Extracted records:
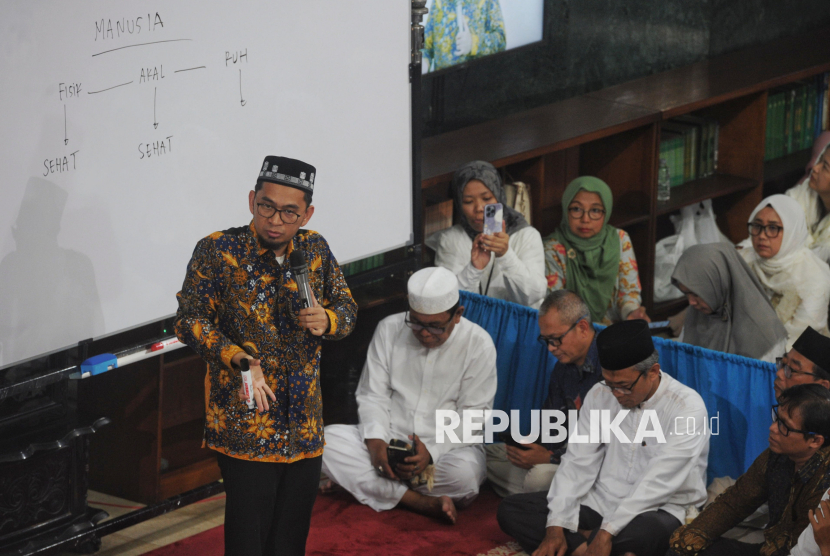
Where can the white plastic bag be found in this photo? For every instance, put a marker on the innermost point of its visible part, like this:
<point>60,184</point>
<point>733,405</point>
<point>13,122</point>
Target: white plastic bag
<point>695,225</point>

Exercise instructions: Rewrite the items with every occurrence of "white plastic bag" replaced by "white shopping bag", keeping everything else the same and omitting the pictures.

Full output:
Where can the white shopping bag be found in this photo? For every instance, put a marker on the innermost point of its visible part, like this:
<point>60,184</point>
<point>733,405</point>
<point>13,122</point>
Target: white shopping bag
<point>695,225</point>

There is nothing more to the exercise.